* [WHAT IS REQUIRED]: Quote each record exactly, please, leaving none out.

* [INPUT FOR THIS TASK]:
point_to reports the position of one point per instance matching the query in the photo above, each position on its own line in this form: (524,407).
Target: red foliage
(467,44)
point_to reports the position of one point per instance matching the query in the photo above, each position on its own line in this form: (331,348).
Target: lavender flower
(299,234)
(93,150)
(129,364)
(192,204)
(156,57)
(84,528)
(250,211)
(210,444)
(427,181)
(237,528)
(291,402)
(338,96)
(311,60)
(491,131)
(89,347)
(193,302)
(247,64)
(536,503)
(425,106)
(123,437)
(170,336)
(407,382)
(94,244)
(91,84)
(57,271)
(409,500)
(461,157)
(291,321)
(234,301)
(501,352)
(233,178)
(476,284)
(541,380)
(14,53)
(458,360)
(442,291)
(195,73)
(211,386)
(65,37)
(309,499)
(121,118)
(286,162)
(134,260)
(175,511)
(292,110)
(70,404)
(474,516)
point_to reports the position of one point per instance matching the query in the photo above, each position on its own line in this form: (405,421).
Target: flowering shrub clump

* [EXERCISE ANSWER]:
point_to reports the position of one point per instance matching the query in the photo above, each position on its own line in this form: (524,407).
Target: red foliage
(467,44)
point_to reports the position of one point per instance matching the query in the photo above, each position on its own line in this form: (331,348).
Target: lavender flower
(299,234)
(93,150)
(129,364)
(192,204)
(156,57)
(84,528)
(250,211)
(210,444)
(427,181)
(237,528)
(291,402)
(338,96)
(311,60)
(491,131)
(89,347)
(193,302)
(247,64)
(536,503)
(425,106)
(123,437)
(170,336)
(407,382)
(94,244)
(91,84)
(57,271)
(409,500)
(461,157)
(291,321)
(234,301)
(501,352)
(233,178)
(476,284)
(541,380)
(14,53)
(458,360)
(442,291)
(195,73)
(211,386)
(65,37)
(309,499)
(121,118)
(286,162)
(134,260)
(175,511)
(292,110)
(70,404)
(474,516)
point_to reports the position of one point per instance matching the query in the photo above, each position on its own line in this form: (405,421).
Target: flowering shrub clump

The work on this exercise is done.